§ Excerpt provided:
Delivering social care in a changing climate

Weather disruption is a ‘system stressor’ that is projected to increase in the coming decades as the global climate changes. The UK Climate Change Risk Assessment has identified climate change as one of the greatest risks to public health in the UK, and one which will impact vulnerable people disproportionally.

This project looks at how providers of social care support at home in Scotland respond to extreme weather events. Based on experience from three case studies of extreme weather, it considers how the sector is planning for, dealing with and learning from such events. The study only looks at support provided in people’s homes. It does not address care provided in other settings such as residential care homes.

The report is a first step in making an assessment of the social care support sector’s resilience to climate change and helping to improve this. The research is based on interviews with social care providers and with those working in business continuity, emergency planning and community resilience in six geographical focus areas. It also involved desk research, drawing on strategies and plans relevant to the provision of social care support at home which are in the public domain.

The study was commissioned and carried out prior to the coronavirus (Covid-19) pandemic, and also at a time when the Scottish Government was working with partners to develop a programme to support reform of adult social care support.

The report is published with the hope that the findings and recommendations resonate with and can support the recovery and remobilisation of the sector, and the ongoing reform work that was underway prior to the pandemic, and can support the wider learning around resilience from the pandemic.

§ Exercises to complete:
#1 According to the social care text, what is the study based on, in addition to desk research?
#2 Summarize the social care text in two sentences.
#3 Extend the text on delivering social care in a changing climate, beginning after its final sentence.
The entries that follow have no connection to the text on social care in a changing climate.

[Phrase grounding data]

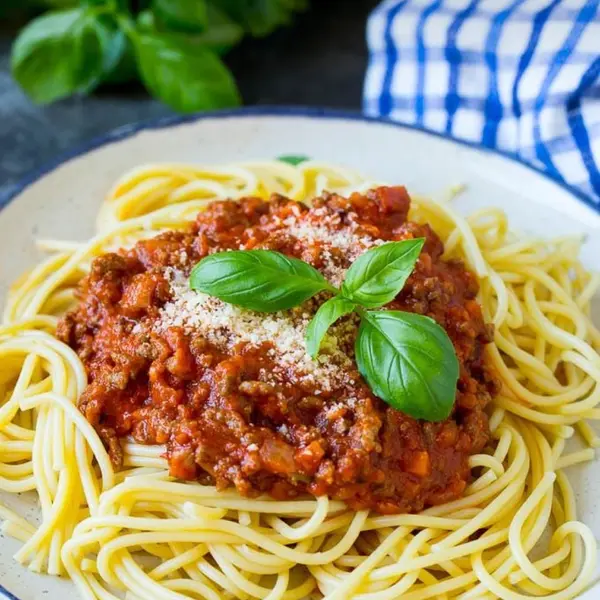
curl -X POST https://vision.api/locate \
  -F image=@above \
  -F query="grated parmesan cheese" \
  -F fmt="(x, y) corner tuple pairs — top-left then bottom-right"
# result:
(154, 267), (356, 391)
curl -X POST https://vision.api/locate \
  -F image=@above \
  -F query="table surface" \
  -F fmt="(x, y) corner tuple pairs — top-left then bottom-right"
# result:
(0, 0), (379, 202)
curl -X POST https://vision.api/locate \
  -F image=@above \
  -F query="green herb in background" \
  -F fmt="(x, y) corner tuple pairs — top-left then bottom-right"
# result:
(190, 238), (459, 421)
(11, 0), (308, 113)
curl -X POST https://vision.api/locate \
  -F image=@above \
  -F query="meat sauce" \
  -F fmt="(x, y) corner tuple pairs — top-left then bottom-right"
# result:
(58, 187), (497, 513)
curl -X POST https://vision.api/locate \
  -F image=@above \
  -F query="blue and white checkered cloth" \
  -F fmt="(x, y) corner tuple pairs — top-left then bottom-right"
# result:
(364, 0), (600, 207)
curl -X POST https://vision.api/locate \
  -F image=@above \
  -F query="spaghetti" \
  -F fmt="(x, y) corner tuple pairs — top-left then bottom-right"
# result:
(0, 161), (600, 600)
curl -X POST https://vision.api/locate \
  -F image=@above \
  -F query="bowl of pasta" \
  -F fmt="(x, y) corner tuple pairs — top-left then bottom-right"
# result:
(0, 109), (600, 600)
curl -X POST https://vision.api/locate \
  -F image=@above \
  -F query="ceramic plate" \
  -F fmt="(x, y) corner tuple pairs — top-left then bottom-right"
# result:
(0, 109), (600, 600)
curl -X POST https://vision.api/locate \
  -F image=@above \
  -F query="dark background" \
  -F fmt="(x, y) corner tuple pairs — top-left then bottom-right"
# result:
(0, 0), (380, 202)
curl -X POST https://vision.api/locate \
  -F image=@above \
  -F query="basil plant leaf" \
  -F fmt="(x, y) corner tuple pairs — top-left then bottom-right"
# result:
(277, 154), (310, 167)
(342, 238), (425, 308)
(152, 0), (208, 31)
(306, 296), (356, 358)
(190, 250), (332, 312)
(136, 4), (244, 55)
(136, 31), (240, 113)
(11, 8), (125, 104)
(355, 310), (459, 421)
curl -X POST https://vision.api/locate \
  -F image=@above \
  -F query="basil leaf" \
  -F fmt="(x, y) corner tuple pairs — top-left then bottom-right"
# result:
(306, 296), (356, 358)
(152, 0), (208, 31)
(342, 238), (425, 308)
(136, 32), (240, 113)
(190, 250), (332, 312)
(137, 5), (244, 55)
(355, 310), (459, 421)
(11, 8), (124, 104)
(277, 154), (310, 167)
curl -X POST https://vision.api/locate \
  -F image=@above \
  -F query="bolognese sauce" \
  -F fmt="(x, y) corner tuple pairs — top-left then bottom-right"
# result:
(58, 187), (497, 513)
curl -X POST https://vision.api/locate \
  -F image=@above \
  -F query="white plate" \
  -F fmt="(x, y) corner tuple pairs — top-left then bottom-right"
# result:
(0, 109), (600, 600)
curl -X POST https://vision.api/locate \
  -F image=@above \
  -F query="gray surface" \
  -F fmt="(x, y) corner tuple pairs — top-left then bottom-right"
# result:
(0, 0), (377, 198)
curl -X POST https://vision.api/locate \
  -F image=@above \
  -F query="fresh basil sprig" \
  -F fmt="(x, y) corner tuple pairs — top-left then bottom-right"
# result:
(342, 238), (425, 308)
(190, 239), (459, 421)
(355, 310), (459, 421)
(9, 0), (308, 112)
(190, 250), (337, 312)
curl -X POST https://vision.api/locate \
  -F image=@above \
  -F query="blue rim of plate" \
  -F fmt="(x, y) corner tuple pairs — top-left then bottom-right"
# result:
(0, 106), (600, 600)
(0, 106), (600, 216)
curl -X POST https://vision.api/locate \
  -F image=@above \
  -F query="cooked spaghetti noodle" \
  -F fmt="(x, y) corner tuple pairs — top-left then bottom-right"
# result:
(0, 162), (600, 600)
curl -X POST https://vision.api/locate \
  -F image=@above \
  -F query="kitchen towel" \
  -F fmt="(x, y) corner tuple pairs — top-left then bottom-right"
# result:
(363, 0), (600, 209)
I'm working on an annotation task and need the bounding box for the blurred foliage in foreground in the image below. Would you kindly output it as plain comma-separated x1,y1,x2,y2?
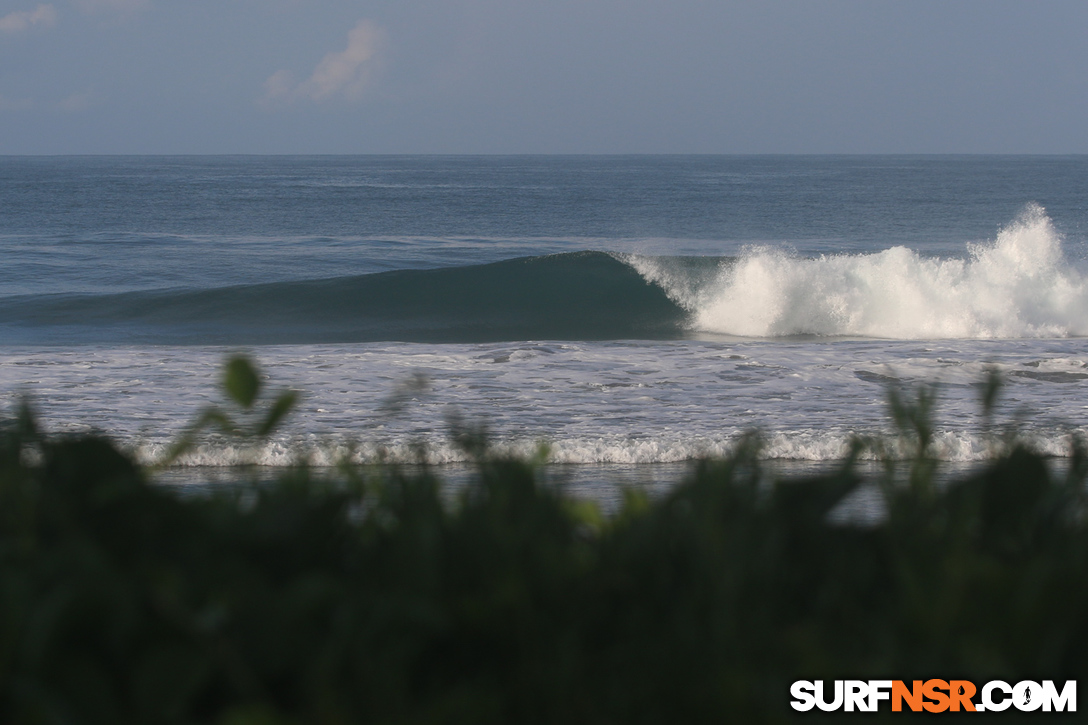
0,354,1088,725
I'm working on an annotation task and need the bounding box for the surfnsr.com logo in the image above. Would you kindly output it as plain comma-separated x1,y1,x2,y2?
790,679,1077,712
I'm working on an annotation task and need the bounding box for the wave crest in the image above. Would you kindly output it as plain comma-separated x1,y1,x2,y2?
630,204,1088,339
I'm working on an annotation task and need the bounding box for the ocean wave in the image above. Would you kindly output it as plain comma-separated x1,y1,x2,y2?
628,205,1088,340
0,205,1088,345
136,429,1088,467
0,251,687,344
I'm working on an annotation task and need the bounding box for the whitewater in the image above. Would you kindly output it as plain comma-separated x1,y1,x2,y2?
0,157,1088,480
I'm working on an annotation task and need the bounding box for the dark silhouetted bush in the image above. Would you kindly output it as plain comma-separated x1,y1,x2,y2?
0,359,1088,725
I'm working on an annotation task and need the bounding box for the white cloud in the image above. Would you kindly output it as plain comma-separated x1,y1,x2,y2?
75,0,148,13
0,4,57,34
0,96,34,111
263,20,385,105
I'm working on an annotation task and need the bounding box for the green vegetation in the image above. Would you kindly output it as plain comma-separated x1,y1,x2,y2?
0,360,1088,725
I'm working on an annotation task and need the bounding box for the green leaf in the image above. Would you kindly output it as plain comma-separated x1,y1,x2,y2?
223,355,261,408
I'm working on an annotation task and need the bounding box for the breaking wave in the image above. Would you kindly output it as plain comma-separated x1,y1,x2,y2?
628,205,1088,339
0,205,1088,344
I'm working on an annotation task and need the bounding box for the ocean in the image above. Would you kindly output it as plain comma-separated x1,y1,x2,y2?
0,156,1088,487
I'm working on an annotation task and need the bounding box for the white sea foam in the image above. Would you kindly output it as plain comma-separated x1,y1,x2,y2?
134,429,1088,467
626,205,1088,340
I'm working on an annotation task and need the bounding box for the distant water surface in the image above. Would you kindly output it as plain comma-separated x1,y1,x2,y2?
0,157,1088,476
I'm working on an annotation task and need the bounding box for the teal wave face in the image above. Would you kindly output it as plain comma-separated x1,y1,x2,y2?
0,251,687,344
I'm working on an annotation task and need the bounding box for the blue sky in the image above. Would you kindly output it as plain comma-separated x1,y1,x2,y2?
0,0,1088,153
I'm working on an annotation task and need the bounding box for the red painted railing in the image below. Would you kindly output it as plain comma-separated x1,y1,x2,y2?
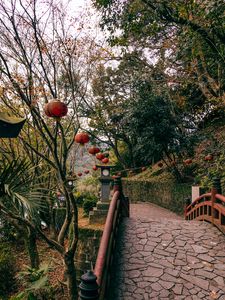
94,178,129,300
185,188,225,234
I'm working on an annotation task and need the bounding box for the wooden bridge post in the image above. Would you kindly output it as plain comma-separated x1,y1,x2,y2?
211,187,217,224
113,176,130,217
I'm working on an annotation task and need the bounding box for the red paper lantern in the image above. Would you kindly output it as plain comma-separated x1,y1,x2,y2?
44,100,68,118
183,158,192,165
205,154,213,161
102,157,109,164
96,153,105,160
75,132,90,145
88,147,100,155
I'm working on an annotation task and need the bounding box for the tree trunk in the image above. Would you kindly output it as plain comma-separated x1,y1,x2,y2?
64,252,78,300
26,229,40,269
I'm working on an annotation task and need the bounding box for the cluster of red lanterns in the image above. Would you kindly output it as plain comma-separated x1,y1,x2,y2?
74,132,90,146
44,100,68,118
183,154,213,165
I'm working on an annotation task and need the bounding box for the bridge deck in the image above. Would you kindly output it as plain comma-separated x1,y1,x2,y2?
109,204,225,300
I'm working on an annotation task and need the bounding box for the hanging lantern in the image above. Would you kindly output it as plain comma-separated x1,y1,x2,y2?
205,154,213,161
44,100,68,118
88,146,100,155
75,132,90,145
102,157,109,164
96,153,105,160
183,158,192,166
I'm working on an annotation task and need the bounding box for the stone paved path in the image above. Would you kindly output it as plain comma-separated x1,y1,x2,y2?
109,204,225,300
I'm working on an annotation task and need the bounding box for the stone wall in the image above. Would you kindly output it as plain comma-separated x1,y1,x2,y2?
123,179,191,214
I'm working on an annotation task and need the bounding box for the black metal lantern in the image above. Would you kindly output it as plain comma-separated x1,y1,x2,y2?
66,176,77,190
97,165,113,202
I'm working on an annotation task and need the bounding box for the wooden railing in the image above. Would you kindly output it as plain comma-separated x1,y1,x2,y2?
80,177,129,300
185,188,225,234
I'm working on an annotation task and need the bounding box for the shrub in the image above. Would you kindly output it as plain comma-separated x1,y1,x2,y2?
74,192,84,206
53,207,66,232
10,264,55,300
83,195,98,216
0,242,15,296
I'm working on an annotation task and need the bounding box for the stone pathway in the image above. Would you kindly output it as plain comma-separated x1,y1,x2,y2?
107,204,225,300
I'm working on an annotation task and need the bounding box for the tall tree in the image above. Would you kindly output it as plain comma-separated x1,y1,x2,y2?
93,0,225,106
0,0,98,299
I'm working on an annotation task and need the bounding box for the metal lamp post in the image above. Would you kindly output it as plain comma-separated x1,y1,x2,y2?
97,165,113,202
89,165,113,224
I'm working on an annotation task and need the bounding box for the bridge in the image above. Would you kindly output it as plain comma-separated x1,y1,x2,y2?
80,180,225,300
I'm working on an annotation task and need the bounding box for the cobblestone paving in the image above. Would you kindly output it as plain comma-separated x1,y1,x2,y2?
109,204,225,300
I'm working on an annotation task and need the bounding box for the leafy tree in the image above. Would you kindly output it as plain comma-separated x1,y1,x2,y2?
0,0,102,299
93,0,225,107
0,160,47,268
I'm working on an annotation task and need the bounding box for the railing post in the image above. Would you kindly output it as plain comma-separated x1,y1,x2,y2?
211,187,217,224
184,197,191,220
79,270,99,300
213,178,222,194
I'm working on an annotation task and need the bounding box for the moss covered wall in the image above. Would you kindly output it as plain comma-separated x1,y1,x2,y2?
123,179,191,214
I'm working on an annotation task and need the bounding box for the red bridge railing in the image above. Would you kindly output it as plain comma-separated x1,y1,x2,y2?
79,177,129,300
185,188,225,234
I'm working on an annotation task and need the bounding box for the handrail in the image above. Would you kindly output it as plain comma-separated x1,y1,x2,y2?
185,188,225,234
94,191,120,286
79,177,129,300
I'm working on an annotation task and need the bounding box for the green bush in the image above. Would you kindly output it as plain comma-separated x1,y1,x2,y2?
10,264,55,300
83,194,98,216
53,207,66,232
74,192,85,206
0,242,15,297
0,219,19,242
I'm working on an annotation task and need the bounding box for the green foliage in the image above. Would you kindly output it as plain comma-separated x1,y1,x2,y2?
83,194,98,216
10,264,55,300
75,176,99,197
74,192,84,207
0,241,15,297
0,218,18,242
53,207,66,232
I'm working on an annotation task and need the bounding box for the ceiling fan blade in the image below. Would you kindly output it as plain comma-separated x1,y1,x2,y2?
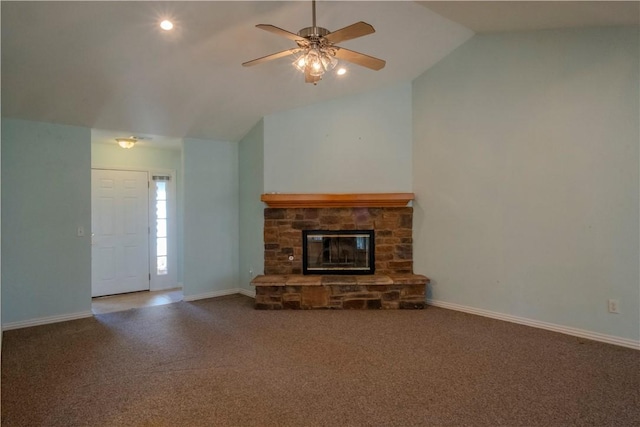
324,21,376,43
334,46,387,71
256,24,304,41
242,47,302,67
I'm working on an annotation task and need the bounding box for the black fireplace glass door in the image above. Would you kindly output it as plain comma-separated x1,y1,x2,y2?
302,230,375,274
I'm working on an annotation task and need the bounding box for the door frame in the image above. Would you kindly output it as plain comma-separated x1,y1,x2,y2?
89,166,182,291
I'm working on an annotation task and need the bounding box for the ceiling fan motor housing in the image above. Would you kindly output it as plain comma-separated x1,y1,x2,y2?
298,27,330,39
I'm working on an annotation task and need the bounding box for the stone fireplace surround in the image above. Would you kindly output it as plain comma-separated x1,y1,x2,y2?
251,193,429,309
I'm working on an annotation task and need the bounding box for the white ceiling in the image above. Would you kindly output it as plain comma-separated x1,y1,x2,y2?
1,0,640,147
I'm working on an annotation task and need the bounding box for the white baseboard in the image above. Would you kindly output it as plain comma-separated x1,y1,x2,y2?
427,299,640,350
183,288,248,302
238,288,256,298
2,311,93,331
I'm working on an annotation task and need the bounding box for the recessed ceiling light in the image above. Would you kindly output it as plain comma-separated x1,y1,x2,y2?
160,19,173,31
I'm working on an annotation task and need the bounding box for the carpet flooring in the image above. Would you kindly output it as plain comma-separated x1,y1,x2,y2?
2,295,640,426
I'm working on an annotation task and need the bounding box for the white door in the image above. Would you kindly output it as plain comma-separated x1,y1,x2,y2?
91,169,149,297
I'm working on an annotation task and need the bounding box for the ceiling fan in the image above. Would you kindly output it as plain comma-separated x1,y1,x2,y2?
242,0,386,85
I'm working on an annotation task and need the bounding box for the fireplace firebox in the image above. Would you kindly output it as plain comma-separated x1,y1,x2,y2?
302,230,375,274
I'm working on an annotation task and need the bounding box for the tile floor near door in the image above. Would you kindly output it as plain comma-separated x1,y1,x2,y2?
91,288,182,314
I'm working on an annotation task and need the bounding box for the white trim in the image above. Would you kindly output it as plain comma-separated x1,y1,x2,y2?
427,299,640,350
2,311,93,331
182,288,248,302
238,288,256,298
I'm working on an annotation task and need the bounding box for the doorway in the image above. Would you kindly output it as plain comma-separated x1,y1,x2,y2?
91,169,151,297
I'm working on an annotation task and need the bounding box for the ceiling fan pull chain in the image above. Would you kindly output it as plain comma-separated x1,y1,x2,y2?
311,0,318,34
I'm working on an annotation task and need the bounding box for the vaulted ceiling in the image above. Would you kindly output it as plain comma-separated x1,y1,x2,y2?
1,1,640,145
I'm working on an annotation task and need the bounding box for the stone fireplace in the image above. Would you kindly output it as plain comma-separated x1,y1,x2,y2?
251,193,429,309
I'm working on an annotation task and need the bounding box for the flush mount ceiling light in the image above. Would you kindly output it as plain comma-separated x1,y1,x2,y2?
242,0,386,85
116,136,140,148
160,19,173,31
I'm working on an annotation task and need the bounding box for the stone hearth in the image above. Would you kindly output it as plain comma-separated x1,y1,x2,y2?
251,274,429,310
251,193,429,309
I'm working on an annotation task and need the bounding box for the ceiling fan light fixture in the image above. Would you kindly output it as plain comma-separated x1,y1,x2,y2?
293,47,338,77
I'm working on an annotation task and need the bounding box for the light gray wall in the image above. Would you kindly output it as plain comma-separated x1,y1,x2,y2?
413,28,640,341
91,142,184,283
238,120,264,292
264,83,412,193
182,139,239,299
1,118,91,324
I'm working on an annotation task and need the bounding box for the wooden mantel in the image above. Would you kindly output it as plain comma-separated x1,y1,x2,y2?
260,193,415,208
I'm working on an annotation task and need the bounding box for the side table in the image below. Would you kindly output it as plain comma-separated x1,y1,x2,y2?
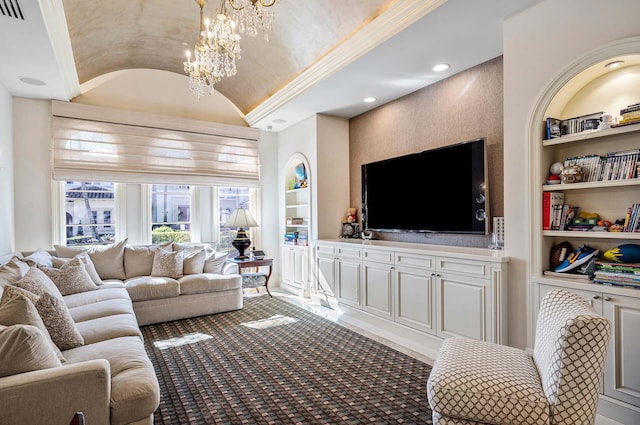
228,258,273,298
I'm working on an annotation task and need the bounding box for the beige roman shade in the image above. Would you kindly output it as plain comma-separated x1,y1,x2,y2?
52,101,260,187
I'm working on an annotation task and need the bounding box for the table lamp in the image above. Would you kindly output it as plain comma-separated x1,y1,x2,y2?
224,208,258,260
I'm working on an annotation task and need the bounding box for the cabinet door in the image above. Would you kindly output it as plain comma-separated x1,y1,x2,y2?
395,267,436,335
436,273,491,341
317,254,336,295
336,258,362,308
362,261,393,319
603,294,640,407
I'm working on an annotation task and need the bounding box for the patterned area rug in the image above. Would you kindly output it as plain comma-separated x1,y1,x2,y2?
142,296,431,424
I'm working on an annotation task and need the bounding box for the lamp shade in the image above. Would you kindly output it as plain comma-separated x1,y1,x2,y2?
223,208,258,227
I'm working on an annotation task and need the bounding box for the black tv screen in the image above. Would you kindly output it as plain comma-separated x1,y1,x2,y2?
361,139,489,234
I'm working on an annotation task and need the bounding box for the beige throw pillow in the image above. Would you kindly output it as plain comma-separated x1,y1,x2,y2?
0,325,62,377
204,251,229,274
14,267,84,350
40,256,98,295
0,285,66,362
182,249,206,275
54,239,127,280
151,248,184,279
51,252,103,285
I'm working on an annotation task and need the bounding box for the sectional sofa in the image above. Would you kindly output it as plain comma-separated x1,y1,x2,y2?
0,241,242,425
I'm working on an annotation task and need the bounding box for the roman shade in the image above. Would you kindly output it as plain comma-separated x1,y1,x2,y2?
51,102,259,187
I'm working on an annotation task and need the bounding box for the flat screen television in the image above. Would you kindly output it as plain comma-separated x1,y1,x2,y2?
361,139,489,235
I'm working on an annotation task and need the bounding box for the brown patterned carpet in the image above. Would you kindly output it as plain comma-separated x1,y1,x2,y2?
142,296,431,424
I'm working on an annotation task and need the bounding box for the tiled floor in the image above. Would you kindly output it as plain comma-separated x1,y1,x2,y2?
264,288,624,425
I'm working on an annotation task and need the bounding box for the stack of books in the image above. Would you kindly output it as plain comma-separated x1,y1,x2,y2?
593,260,640,289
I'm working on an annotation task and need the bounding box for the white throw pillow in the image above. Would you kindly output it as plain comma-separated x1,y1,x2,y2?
151,248,184,279
0,325,62,377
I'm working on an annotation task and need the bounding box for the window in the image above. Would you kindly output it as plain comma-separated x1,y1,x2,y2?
218,187,253,250
64,181,117,245
151,184,191,243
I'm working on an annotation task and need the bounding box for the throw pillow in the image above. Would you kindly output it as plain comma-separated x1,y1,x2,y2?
204,251,229,274
51,252,103,285
40,256,98,295
124,241,173,279
151,248,184,279
89,239,127,280
0,285,66,362
13,267,64,302
0,257,29,287
182,249,206,274
22,248,53,267
0,325,62,378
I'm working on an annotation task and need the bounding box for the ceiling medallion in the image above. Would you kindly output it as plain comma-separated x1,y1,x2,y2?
184,0,279,98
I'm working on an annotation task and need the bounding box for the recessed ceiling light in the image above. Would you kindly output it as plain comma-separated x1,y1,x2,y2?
20,77,47,86
604,61,624,69
431,63,449,72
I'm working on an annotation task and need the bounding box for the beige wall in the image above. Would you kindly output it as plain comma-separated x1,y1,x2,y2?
349,56,504,246
0,84,15,255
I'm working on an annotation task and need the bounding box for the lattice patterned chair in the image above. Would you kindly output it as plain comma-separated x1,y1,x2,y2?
427,290,611,425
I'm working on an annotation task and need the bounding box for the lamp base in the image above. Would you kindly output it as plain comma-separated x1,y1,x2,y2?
231,228,251,260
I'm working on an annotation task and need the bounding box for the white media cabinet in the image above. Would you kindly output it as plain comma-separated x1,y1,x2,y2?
314,239,509,358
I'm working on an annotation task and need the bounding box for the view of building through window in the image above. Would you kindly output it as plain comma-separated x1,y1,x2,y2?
218,187,251,249
151,184,191,243
64,181,116,245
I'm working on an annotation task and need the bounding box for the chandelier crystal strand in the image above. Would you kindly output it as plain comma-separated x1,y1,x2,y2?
226,0,280,41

§ Answers in order:
#1 Interviews with social care providers and with those working in business continuity, emergency planning and community resilience in six geographical focus areas.

#2 Weather disruption is projected to increase as the climate changes, and this project examines how providers of social care support at home in Scotland plan for, deal with and learn from extreme weather events, drawing on three case studies. The research, based on interviews and desk research, was carried out before the Covid-19 pandemic, and the report is published in the hope that it can support the sector's recovery, the ongoing reform work and wider learning about resilience.

#3
Key findings
  • While extreme weather is a consideration in social care support, the research suggests planning for more frequent events caused by climate change is not front of mind for current leaders and managers in the sector.
  • The case study extreme weather events increased staff workload and travel times. Some providers moved to working from priority lists following Met Office weather warnings, continuing care and support categorised as critical or essential. We did not find data on the impact on clients not on the priority lists. It is also worth noting that priority list clients have complex needs that require specialist skills, which those staff who can reach them during travel disruption may not have. This makes staff re-deployment more challenging.
  • The social care support sector – thanks to the extraordinary commitment of staff – flexes at a time of crisis. Delivering social care through the case study extreme weather events was dependent on the goodwill, flexibility and high levels of motivation of the existing workforce. Some of the challenges faced during extreme weather bear aspects of similarity to those emerging as key factors for responding to the pandemic and during the first steps towards recovery.